The Home Office workforce figures were released on the same day as publication of the annual crime statistics – and as the Home Secretary announced aggregate amount of grants for each force in the latest police funding settlement for 2019/20.
Suffolk stands to gain £41m in core funding, almost £23m from the former Department of Communities and Local Government (DCLG) funding formula, along with a £6.8m in legacy council tax grants, payable to local policing bodies which chose to freeze or lower their share of council tax between 2011 and 2016.
The police and crime commissioner proposed a council tax precept increase this year to pay for the recruitment of additional officers.
Suffolk police are continuing to investigate an attempted armed robbery in Beccles on December 18, when two men entered the Oliver & J jewellery store just before 4.30pm and threatened members of staff with a knife before leaving empty handed.
This week, detectives released CCTV images of two men with their faces covered by scarves – both wanted in connection with the attempted armed raid.
The Association of Convenience Stores (ACS) has urged commissioners to make tackling violence against shop workers a key priority.
It welcomed new commitments from Home Office minister Victoria Atkins to address the issue of violence and abuse against retailers.
An extraordinary meeting of the group on will focus exclusively on violence and abuse toward shop workers in February.
ACS chief executive James Lowman said violence against shop workers was a serious issue, affecting thousands of people on a regular basis.
He added: “Tackling violence against shop workers must be a key priority for all authorities – all the way from central government, through to police and crime commissioners and local beat police, and this must include targeted action to deal with shop theft, which is one of the most common triggers of abuse, along with challenging attempted underage sales.”
Temporary Assistant Chief Constable David Cutler said: “The Suffolk figures show a similar picture to that seen nationally.
“Some of the additional offences we record are down to the increasing confidence that victims have in reporting to us. However, we have continued to review and adapt the way in which we work to ensure we keep communities and individual safe and focus on preventing crime.

● **Given request A**
According to the Suffolk policing article, how much does Suffolk stand to gain in core funding?
● **Given request B**
Write the next few sentences of the Suffolk policing article, picking up after its final line.
The entries come from a separate source and are unrelated to the Suffolk policing article.

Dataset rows

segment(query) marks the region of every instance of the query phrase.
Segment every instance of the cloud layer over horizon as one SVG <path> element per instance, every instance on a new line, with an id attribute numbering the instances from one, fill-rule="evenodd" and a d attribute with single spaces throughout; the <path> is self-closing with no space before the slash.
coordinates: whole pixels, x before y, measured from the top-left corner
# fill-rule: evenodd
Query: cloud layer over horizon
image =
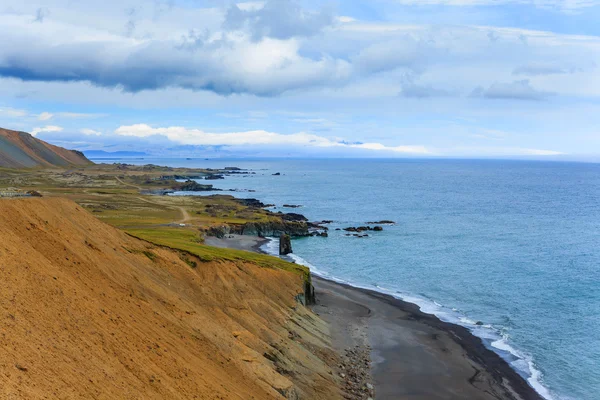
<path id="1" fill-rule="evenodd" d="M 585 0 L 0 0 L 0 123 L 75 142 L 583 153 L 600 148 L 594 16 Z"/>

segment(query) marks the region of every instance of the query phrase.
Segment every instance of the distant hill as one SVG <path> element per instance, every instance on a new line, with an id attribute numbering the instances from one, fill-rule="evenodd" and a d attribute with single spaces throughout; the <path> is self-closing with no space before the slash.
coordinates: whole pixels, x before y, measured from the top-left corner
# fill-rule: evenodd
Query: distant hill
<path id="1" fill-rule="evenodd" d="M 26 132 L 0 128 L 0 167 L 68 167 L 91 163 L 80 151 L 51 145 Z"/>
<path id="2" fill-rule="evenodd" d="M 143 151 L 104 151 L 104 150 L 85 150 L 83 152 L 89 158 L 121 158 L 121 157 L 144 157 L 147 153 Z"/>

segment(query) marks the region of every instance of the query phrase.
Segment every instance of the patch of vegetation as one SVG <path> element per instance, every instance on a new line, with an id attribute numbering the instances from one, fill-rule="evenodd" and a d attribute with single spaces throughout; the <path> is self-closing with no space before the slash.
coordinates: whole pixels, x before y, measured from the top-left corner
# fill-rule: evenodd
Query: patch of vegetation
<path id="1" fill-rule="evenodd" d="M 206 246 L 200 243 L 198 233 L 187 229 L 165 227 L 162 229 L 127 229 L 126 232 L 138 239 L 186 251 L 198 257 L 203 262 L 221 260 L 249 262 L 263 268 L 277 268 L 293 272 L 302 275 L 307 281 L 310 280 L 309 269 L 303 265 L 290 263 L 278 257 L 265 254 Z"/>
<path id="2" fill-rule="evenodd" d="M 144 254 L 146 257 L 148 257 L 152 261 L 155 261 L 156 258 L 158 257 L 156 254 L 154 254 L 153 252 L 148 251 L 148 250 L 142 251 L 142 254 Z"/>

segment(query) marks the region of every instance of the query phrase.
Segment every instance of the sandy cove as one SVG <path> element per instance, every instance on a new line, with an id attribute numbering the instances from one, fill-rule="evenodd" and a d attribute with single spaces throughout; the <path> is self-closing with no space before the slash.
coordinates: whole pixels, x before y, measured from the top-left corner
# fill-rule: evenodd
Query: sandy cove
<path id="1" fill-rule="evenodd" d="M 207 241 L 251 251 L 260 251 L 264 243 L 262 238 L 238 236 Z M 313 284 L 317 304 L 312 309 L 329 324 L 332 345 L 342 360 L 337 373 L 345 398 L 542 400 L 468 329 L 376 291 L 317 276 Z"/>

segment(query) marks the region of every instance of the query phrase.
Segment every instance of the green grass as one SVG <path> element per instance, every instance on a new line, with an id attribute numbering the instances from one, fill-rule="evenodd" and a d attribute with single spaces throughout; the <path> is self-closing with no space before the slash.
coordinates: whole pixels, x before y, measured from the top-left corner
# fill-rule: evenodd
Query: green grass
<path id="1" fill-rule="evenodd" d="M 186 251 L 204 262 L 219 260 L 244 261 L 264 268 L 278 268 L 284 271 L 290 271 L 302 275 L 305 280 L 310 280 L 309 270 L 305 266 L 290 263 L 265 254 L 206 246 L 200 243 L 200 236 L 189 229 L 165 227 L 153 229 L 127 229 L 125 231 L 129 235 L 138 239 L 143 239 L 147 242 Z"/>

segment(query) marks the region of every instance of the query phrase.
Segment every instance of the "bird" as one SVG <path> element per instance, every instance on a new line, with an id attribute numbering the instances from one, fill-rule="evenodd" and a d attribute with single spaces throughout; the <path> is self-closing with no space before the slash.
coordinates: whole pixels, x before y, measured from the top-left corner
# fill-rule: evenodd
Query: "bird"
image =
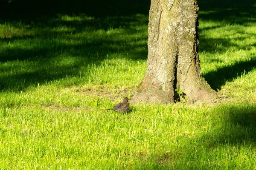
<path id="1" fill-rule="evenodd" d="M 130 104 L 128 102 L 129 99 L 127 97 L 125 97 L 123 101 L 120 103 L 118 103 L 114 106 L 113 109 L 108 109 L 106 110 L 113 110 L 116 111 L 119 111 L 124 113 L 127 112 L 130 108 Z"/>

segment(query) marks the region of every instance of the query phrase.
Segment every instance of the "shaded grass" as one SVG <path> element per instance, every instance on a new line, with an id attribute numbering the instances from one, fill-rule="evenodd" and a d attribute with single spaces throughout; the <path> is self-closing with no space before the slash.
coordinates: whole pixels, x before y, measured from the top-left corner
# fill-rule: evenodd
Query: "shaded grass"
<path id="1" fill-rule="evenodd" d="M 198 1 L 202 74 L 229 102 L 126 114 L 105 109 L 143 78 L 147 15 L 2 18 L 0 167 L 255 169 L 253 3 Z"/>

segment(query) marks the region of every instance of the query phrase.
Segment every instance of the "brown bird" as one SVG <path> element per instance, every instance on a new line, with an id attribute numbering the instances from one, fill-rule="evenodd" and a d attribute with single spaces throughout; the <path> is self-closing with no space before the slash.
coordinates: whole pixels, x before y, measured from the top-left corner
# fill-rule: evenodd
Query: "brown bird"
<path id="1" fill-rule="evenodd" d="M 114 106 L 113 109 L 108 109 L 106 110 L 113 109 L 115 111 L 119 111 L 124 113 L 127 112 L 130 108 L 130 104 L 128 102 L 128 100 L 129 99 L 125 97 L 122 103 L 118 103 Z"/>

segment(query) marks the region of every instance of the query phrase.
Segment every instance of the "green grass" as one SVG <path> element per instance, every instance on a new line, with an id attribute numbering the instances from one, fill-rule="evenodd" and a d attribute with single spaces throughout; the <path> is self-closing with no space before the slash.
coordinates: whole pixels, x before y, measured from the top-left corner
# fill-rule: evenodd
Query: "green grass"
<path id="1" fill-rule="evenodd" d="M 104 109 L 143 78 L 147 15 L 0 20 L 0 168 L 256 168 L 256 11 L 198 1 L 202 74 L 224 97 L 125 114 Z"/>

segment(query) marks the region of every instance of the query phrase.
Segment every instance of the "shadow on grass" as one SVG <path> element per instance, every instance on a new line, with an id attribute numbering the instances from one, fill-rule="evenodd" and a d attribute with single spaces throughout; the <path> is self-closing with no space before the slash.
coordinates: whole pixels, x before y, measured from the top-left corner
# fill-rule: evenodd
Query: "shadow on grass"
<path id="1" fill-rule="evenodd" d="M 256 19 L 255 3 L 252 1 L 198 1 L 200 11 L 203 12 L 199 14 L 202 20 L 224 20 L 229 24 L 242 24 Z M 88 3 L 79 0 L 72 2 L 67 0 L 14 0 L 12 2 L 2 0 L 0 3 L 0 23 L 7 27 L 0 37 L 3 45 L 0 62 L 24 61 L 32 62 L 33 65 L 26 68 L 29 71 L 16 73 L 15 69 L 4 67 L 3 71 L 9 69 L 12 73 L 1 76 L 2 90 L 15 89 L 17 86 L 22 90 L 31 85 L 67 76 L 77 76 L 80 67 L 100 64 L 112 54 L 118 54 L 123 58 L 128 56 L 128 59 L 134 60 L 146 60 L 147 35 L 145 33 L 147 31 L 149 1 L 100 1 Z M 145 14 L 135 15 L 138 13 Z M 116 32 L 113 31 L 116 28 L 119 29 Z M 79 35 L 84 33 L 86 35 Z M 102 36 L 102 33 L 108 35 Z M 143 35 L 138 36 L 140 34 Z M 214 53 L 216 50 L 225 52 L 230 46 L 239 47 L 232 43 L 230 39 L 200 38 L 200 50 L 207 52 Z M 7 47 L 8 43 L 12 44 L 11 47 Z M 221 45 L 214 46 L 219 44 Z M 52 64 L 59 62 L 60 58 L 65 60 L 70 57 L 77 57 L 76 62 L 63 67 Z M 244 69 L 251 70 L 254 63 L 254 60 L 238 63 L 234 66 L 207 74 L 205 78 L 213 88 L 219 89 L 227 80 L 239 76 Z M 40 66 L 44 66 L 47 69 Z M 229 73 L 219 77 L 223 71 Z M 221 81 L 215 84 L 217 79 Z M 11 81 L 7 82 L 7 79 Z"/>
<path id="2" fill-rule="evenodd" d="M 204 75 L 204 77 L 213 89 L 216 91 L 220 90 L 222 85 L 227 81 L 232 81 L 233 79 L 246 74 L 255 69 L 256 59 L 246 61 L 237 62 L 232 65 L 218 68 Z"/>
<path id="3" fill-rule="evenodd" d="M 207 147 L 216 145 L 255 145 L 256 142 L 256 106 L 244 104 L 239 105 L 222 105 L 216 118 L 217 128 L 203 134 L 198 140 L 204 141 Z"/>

● **Final answer A**
£41m.

● **Final answer B**
“In order to ensure we remain able to respond appropriately it is important that our policing model has the flexibility, capability and resilience that is required.
“We continually monitor and analyse where and what type of crime occurs so we can ensure our response is dynamic and effective. We gather information and intelligence from a wide array of sources to ensure we are can take the appropriate actions at the first opportunity.
“Our skilled and capable workforce of police officers, Police Community Support Officers, police staff, Special Constabulary and police volunteers work together to make Suffolk a safe place.
“It is not only the increase in the numbers of crime we are managing but also the increase in their complexity. Crime committed on-line, crimes against the most vulnerable and the national threat from County Lines drug operations mean we need to make challenging decisions on how to make the very best use of the resources and the budgets that we have.
“We remain absolutely determined to ensure that as a Constabulary we continue to do everything we can to protect the communities we serve and those who are the most vulnerable in our society.”
“We can’t do this by ourselves and the support and assistance we receive from the public is absolutely key.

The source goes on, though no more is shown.